──────── INFORMATION ────────

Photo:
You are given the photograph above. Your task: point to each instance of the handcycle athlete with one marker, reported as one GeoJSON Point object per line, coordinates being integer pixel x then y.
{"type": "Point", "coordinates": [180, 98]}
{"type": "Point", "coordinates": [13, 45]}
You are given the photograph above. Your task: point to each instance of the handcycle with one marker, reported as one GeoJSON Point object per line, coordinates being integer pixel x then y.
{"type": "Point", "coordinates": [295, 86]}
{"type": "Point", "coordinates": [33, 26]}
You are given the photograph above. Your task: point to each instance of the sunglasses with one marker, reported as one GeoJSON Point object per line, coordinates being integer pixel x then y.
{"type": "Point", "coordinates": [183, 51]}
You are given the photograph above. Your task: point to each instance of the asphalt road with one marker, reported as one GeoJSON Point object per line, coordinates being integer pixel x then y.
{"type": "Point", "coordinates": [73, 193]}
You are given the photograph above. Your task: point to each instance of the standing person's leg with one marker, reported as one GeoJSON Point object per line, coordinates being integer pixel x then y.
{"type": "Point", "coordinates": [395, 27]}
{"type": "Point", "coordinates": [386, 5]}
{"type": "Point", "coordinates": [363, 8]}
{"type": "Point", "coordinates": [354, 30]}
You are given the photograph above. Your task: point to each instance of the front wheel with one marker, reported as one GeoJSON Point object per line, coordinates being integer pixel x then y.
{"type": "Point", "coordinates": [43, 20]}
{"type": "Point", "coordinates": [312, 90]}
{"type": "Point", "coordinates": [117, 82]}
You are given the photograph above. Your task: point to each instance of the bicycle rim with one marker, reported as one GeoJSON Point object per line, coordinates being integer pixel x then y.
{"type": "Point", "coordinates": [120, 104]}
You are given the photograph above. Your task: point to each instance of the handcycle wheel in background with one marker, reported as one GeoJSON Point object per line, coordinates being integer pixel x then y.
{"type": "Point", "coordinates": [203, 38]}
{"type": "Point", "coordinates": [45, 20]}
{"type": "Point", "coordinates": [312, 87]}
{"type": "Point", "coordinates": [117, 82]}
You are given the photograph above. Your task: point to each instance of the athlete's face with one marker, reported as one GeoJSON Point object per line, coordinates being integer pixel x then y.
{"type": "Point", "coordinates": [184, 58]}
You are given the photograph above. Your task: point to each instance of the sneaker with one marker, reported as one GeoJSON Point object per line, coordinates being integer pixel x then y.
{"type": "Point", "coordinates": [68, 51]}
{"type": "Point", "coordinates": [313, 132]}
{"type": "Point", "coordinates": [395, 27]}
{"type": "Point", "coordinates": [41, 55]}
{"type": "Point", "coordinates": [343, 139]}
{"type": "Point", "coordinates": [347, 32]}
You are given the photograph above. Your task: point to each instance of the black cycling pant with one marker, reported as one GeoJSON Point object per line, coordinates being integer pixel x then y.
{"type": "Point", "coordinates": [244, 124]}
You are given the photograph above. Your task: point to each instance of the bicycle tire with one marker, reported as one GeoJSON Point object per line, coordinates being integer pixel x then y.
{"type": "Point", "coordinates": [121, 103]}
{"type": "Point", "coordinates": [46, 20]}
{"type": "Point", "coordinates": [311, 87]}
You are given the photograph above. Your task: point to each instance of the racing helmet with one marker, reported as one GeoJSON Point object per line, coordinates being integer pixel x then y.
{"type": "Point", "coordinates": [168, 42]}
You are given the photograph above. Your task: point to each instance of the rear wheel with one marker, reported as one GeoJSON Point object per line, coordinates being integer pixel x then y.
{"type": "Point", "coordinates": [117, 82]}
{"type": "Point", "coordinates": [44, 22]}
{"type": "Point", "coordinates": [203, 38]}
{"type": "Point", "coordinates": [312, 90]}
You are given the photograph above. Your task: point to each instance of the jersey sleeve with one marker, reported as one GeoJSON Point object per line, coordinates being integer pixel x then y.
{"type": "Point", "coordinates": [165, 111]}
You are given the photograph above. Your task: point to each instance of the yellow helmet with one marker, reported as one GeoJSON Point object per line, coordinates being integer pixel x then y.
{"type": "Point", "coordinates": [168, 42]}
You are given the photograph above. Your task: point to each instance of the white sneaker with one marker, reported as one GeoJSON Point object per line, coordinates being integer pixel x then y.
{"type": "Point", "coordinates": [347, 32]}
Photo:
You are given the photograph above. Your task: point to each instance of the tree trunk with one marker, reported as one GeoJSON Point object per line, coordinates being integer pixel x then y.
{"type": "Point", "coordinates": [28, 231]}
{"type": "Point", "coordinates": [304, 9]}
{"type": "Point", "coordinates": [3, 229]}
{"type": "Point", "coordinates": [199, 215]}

────────

__PROBLEM REQUIREMENTS__
Exact copies of all the records are to be printed.

__RESPONSE__
Photo:
You are given the photograph above. Your task: point to each instance of the handcycle athlete with one marker, reported as one GeoJSON Point object per line, coordinates being integer pixel x then y.
{"type": "Point", "coordinates": [180, 98]}
{"type": "Point", "coordinates": [13, 45]}
You are given the photograph above. Your task: point to each instance of the handcycle with one marker, reported as one GeoJSON Point object per line, coordinates being integer pixel x then y.
{"type": "Point", "coordinates": [295, 86]}
{"type": "Point", "coordinates": [33, 26]}
You are given the photograph above. Your task: point to each instance of the sunglasses with one marker, reported as one GeoJSON Point object per line, coordinates being integer pixel x then y.
{"type": "Point", "coordinates": [183, 51]}
You are given the photograph above. Your task: point to each instance of the asphalt road with one marker, reported as one GeoJSON Point object per line, coordinates being integer pixel x then y.
{"type": "Point", "coordinates": [73, 193]}
You are given the photograph above. Your task: point to each instance of the standing person's leg with one marker, reported as one GeoJSON Point object per line, coordinates being integer pixel x then y.
{"type": "Point", "coordinates": [395, 27]}
{"type": "Point", "coordinates": [386, 5]}
{"type": "Point", "coordinates": [363, 8]}
{"type": "Point", "coordinates": [354, 30]}
You are given the photograph above. Your task: point to each instance of the front wheel with one marker, reported as one GeoJSON Point object per line, coordinates being integer pixel x then y.
{"type": "Point", "coordinates": [43, 20]}
{"type": "Point", "coordinates": [312, 90]}
{"type": "Point", "coordinates": [117, 82]}
You are given the photograph above. Your task: point to each instance of the bicycle rim with one marker, reported as one GeoJSON Point object per line, coordinates being integer pixel x then y.
{"type": "Point", "coordinates": [120, 104]}
You are given the photograph above. Your task: point to each instance of the handcycle wheel in background with one marker, reported as one GeoJSON Point object per line, coordinates being integer pixel x then y.
{"type": "Point", "coordinates": [203, 38]}
{"type": "Point", "coordinates": [45, 20]}
{"type": "Point", "coordinates": [312, 87]}
{"type": "Point", "coordinates": [117, 82]}
You are given the photograph above. Your task: point to each instance of the athlete's face with one marker, reported as one GeoJSON Point object per line, coordinates being integer pixel x then y.
{"type": "Point", "coordinates": [184, 58]}
You are given the photograph above. Your task: point to each instance of the sneaker with one marker, reported as one GeoJSON Point object per line, coordinates being integer pixel x then y.
{"type": "Point", "coordinates": [68, 51]}
{"type": "Point", "coordinates": [313, 132]}
{"type": "Point", "coordinates": [395, 27]}
{"type": "Point", "coordinates": [41, 55]}
{"type": "Point", "coordinates": [343, 139]}
{"type": "Point", "coordinates": [347, 32]}
You are given the photograph above. Your task: point to each instance of the black cycling pant with one marker, reported as one GeoJSON Point object per line, coordinates being integer pixel x then y.
{"type": "Point", "coordinates": [244, 124]}
You are given the photograph above. Your task: point to each instance of the bicycle tire with one marker, reported as one GeoJSON Point object per line, coordinates being integer pixel x then y.
{"type": "Point", "coordinates": [121, 103]}
{"type": "Point", "coordinates": [46, 20]}
{"type": "Point", "coordinates": [311, 87]}
You are given the photograph above. Your task: point to each instance of the racing helmet with one marker, reported as one GeoJSON Point object per line, coordinates being integer pixel x then y.
{"type": "Point", "coordinates": [168, 42]}
You are given the photograph above. Your task: point to each instance of the rear wheel with one marker, reported as one GeoJSON Point object per line, coordinates being integer pixel x then y.
{"type": "Point", "coordinates": [117, 82]}
{"type": "Point", "coordinates": [44, 22]}
{"type": "Point", "coordinates": [203, 38]}
{"type": "Point", "coordinates": [312, 90]}
You are given the photograph above. Your task: point to each instance of the jersey sleeve with one marker, reported as one GeoJSON Point object per line, coordinates being integer pixel x then y.
{"type": "Point", "coordinates": [165, 111]}
You are given the photograph above. Your task: point to each instance of the yellow helmet with one marker, reported as one GeoJSON Point object per line, coordinates being integer pixel x then y.
{"type": "Point", "coordinates": [168, 42]}
You are given the photograph above. Your task: point to each instance of the white sneaker with one marker, reported as one GeoJSON Point object per line, coordinates being integer pixel x then y.
{"type": "Point", "coordinates": [347, 32]}
Photo:
You are given the photograph above. Your task: point to each instance of the tree trunk with one marker, reported as one GeoJSON Point object per line, coordinates being integer pixel x then y.
{"type": "Point", "coordinates": [28, 231]}
{"type": "Point", "coordinates": [304, 9]}
{"type": "Point", "coordinates": [3, 229]}
{"type": "Point", "coordinates": [199, 215]}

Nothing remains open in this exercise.